*Aim of the task*. Count the lines in the rows below that contain the string "roof", matching case exactly. Reply with the number only.

*Provided information*.
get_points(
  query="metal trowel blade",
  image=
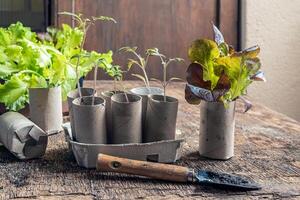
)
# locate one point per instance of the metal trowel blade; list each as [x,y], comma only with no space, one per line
[225,181]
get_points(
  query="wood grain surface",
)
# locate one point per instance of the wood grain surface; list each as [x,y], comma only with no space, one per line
[159,171]
[267,150]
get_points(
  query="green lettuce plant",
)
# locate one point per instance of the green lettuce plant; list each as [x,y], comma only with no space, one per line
[83,25]
[117,74]
[219,70]
[27,62]
[165,63]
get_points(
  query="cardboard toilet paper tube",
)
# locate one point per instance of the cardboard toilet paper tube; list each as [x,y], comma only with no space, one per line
[144,92]
[89,120]
[126,118]
[107,97]
[73,95]
[21,136]
[217,123]
[46,108]
[161,118]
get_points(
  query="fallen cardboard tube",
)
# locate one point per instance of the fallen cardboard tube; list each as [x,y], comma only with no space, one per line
[144,92]
[21,136]
[73,95]
[126,118]
[161,118]
[46,108]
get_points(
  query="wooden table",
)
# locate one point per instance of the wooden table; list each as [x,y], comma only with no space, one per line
[267,149]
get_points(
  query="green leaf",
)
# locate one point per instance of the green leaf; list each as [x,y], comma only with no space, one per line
[224,49]
[77,17]
[203,51]
[132,62]
[156,80]
[140,77]
[12,93]
[7,69]
[219,39]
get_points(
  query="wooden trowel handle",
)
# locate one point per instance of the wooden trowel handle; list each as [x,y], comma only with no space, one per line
[153,170]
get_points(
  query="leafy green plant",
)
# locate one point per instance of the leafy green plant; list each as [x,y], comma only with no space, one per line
[117,74]
[165,63]
[139,62]
[218,68]
[26,62]
[84,24]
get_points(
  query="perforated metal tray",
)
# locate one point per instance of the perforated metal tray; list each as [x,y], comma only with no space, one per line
[166,151]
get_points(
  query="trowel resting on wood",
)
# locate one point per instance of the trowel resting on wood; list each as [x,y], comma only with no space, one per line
[174,173]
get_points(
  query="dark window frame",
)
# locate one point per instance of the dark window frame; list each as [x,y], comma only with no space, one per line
[38,27]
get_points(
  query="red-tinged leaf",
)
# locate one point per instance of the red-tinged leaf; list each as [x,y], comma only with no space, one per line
[190,97]
[195,76]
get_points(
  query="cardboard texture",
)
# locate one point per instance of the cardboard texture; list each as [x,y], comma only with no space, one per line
[144,92]
[73,95]
[21,136]
[167,151]
[217,123]
[126,118]
[160,118]
[46,108]
[107,97]
[89,120]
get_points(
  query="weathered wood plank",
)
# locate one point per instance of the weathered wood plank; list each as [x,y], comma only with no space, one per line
[267,150]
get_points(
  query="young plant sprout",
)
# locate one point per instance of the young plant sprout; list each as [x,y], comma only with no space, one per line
[116,73]
[84,24]
[165,63]
[140,62]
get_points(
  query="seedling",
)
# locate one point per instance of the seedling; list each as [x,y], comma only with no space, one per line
[165,63]
[116,73]
[140,62]
[219,72]
[84,24]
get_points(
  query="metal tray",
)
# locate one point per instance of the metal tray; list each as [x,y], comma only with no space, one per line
[166,151]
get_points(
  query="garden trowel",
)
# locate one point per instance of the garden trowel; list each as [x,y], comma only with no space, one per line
[174,173]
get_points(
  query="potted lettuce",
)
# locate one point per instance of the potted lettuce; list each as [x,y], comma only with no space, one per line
[86,110]
[142,64]
[217,77]
[40,72]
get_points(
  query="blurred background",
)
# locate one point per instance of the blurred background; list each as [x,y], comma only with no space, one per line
[171,26]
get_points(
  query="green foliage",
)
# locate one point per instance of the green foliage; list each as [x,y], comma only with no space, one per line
[218,67]
[165,63]
[139,62]
[85,61]
[26,62]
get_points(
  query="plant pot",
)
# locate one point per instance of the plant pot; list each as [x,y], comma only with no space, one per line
[161,118]
[73,95]
[144,92]
[21,136]
[216,140]
[126,118]
[46,108]
[107,96]
[89,120]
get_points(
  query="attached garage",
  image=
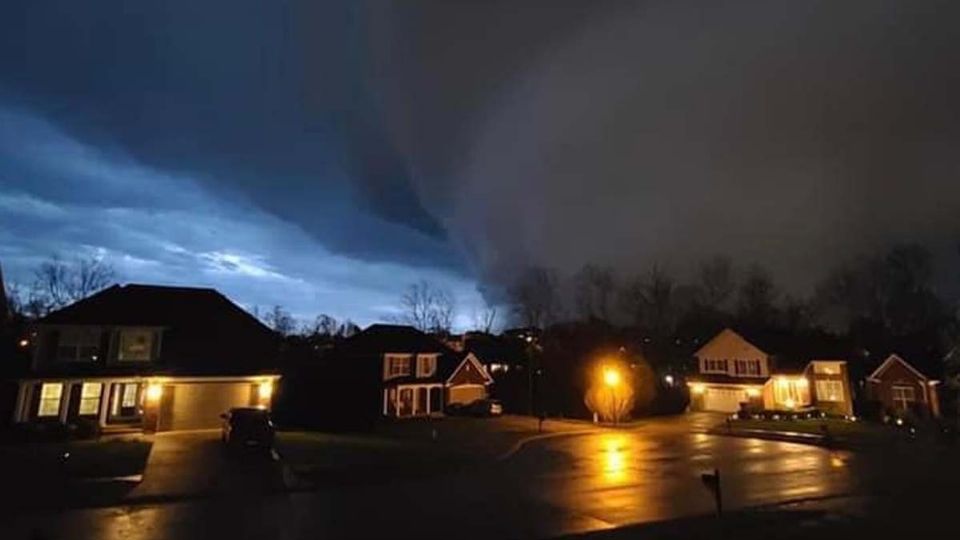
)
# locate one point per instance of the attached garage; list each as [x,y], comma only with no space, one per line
[723,399]
[466,393]
[198,405]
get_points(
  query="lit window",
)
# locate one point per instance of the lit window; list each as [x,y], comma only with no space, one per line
[90,398]
[50,394]
[903,396]
[829,391]
[78,345]
[426,365]
[398,365]
[129,396]
[135,345]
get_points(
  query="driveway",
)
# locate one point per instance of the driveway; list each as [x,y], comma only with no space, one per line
[194,463]
[565,485]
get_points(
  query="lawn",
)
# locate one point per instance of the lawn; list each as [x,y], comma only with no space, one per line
[74,460]
[842,430]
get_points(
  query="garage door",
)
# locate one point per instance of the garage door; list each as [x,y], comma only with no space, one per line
[467,393]
[199,405]
[723,400]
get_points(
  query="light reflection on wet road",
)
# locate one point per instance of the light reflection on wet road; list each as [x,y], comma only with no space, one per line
[556,486]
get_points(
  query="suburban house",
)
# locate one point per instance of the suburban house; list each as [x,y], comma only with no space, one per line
[143,357]
[901,388]
[406,373]
[734,373]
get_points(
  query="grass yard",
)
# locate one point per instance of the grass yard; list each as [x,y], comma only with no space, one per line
[856,432]
[75,459]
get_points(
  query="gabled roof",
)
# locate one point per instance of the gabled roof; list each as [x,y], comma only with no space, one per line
[155,305]
[891,360]
[378,339]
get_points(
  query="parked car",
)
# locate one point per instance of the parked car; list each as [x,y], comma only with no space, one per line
[247,426]
[484,407]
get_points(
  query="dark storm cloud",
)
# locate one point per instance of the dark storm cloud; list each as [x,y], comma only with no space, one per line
[792,134]
[510,133]
[261,100]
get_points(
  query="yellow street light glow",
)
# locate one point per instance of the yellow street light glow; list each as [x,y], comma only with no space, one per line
[611,377]
[266,390]
[154,392]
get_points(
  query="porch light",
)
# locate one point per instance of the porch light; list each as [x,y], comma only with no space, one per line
[265,390]
[154,392]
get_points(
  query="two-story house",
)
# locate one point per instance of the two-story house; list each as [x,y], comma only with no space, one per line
[406,373]
[147,357]
[734,373]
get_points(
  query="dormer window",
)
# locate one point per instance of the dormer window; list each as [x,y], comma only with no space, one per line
[426,365]
[78,345]
[135,346]
[396,365]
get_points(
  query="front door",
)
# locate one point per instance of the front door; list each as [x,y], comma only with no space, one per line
[405,407]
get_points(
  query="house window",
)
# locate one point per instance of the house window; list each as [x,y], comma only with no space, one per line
[50,394]
[135,345]
[903,396]
[398,365]
[129,398]
[829,391]
[426,365]
[90,398]
[78,345]
[715,366]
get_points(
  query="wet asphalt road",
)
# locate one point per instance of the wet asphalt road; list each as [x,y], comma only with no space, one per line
[551,487]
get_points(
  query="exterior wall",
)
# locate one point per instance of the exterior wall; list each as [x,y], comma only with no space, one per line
[466,394]
[819,370]
[896,374]
[162,405]
[780,389]
[730,346]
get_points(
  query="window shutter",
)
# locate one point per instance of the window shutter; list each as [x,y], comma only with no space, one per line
[104,347]
[50,344]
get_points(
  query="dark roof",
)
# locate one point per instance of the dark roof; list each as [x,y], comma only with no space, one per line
[153,305]
[718,378]
[793,351]
[383,338]
[204,333]
[378,339]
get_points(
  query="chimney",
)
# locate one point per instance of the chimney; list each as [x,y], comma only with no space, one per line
[4,303]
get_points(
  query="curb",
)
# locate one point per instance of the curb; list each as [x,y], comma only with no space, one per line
[519,445]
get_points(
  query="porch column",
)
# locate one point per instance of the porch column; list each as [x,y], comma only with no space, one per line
[20,414]
[106,394]
[65,400]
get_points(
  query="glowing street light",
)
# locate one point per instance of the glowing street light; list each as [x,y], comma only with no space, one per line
[611,377]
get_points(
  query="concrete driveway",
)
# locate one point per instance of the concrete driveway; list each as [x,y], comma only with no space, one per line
[195,463]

*Exercise result*. 4